**Your instructions**
Retype all of the material below word for word, leaving out the pictures.

**Excerpted data**
####################

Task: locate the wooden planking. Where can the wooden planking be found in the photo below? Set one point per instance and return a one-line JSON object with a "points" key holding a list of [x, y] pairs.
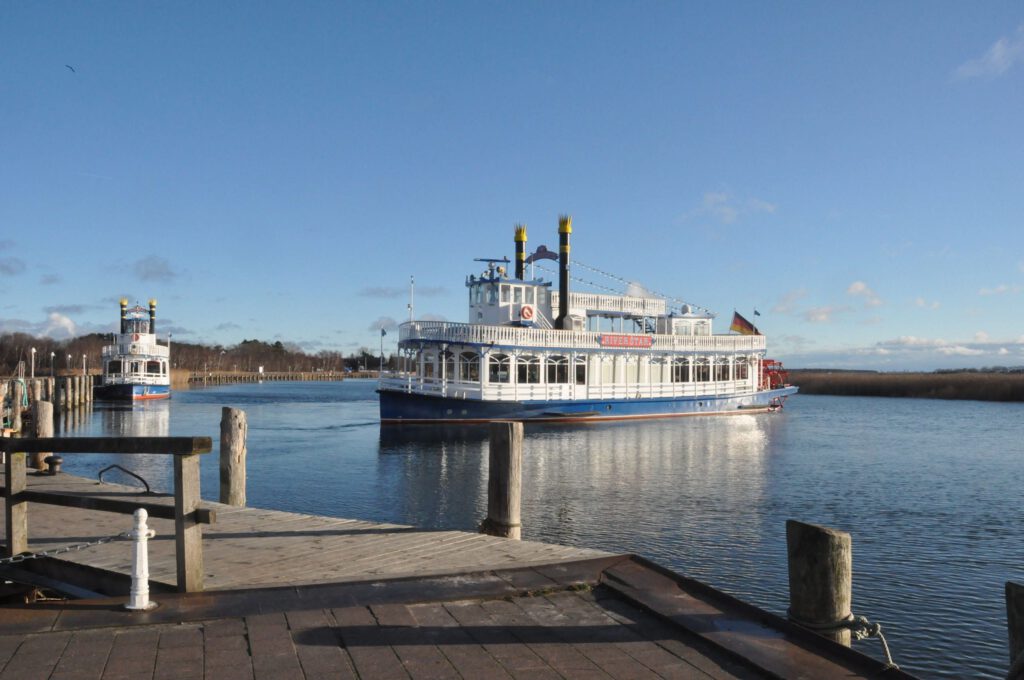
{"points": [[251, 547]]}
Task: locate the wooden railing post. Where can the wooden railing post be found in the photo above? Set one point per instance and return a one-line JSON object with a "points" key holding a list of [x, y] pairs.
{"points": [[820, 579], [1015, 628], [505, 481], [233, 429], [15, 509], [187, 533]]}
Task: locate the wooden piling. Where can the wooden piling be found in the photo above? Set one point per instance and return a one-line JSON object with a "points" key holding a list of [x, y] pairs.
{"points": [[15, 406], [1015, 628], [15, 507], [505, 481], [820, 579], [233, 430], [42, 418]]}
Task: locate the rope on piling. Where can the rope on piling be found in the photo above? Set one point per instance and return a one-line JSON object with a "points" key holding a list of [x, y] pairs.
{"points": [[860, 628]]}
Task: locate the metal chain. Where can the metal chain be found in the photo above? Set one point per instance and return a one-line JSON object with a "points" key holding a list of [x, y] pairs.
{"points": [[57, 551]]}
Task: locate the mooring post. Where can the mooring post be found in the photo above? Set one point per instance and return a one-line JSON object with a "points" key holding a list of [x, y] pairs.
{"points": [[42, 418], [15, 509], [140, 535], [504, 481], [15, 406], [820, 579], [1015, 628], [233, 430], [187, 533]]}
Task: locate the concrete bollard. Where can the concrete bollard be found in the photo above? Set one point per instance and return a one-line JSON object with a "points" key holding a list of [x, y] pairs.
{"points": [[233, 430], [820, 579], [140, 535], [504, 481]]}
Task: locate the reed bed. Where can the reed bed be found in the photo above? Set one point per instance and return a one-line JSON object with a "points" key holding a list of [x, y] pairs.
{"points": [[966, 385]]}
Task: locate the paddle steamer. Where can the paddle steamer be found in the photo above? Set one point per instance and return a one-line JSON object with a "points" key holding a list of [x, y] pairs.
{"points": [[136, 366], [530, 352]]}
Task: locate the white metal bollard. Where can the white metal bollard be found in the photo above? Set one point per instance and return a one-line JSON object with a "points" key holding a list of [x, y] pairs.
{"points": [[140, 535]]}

####################

**Written solution**
Task: locate the wooden planking. Where can the wooden planking be found in the photo below? Set one point per instance and return a one-line JSON object with a "points" key holding a list of [x, y] pairs.
{"points": [[251, 547]]}
Task: locate the wooden railing post. Where can the wooden railing post be found in the photo above? Set one point per instance and return a one-line JSON object with a "points" key holding a list of [x, y] pairs.
{"points": [[820, 579], [1015, 628], [505, 481], [233, 429], [15, 509], [187, 533]]}
Task: locate the wooden piling. Where can the wooden piling be found in the photo above? Set one point per instance and return a one-line JSON object with a "points" key holding a list of [x, y] pairs.
{"points": [[15, 406], [1015, 628], [15, 507], [505, 481], [820, 579], [233, 430], [42, 418]]}
Task: locate the rope on piling. Where can the rope on piling be found in the photo above? Set one point per instance and return a one-line JSON object with a "points" key holding a list of [x, y] pairs.
{"points": [[860, 628]]}
Task: locate the metal chain. Where can the metal chain be found in the photo above? Set one point per instance and return a one-line JSON object with a "points" key holding a list of [x, y] pairs.
{"points": [[57, 551]]}
Task: locate the mooring post. Where can the mooring post be found in the photo above? Set one point per instance and return a one-line JSON object with a "points" key holding a list of [x, y] pairs.
{"points": [[42, 418], [15, 509], [140, 535], [504, 481], [15, 406], [820, 579], [1015, 628], [233, 430], [187, 533]]}
Task: locate the concrete bollard. Where can the concrete bollard be found in the photo above? Set one point per instance and return a one-line JSON object with a "points" key holding a list of [x, y] pairs.
{"points": [[233, 430], [820, 579], [140, 535], [504, 481]]}
Task: locate the reed bed. Where can the reed bed be found in the photo above? Set one point per instance and return a one-line JSON object with a "points" key holding a list of [x, y] pairs.
{"points": [[966, 385]]}
Task: locate the paddle steamer. Where can the paddle steamer be found in the photo above? Set one point per instance and return a one-line JSON object with a "points" key holding a list of [x, y] pairs.
{"points": [[136, 366], [530, 352]]}
Task: locate the white metal bollard. Where can the white metal bollard be found in the photo above? Set one point per instance and return a one-line JSON object with a "points" key holding a list of [x, y] pairs.
{"points": [[140, 535]]}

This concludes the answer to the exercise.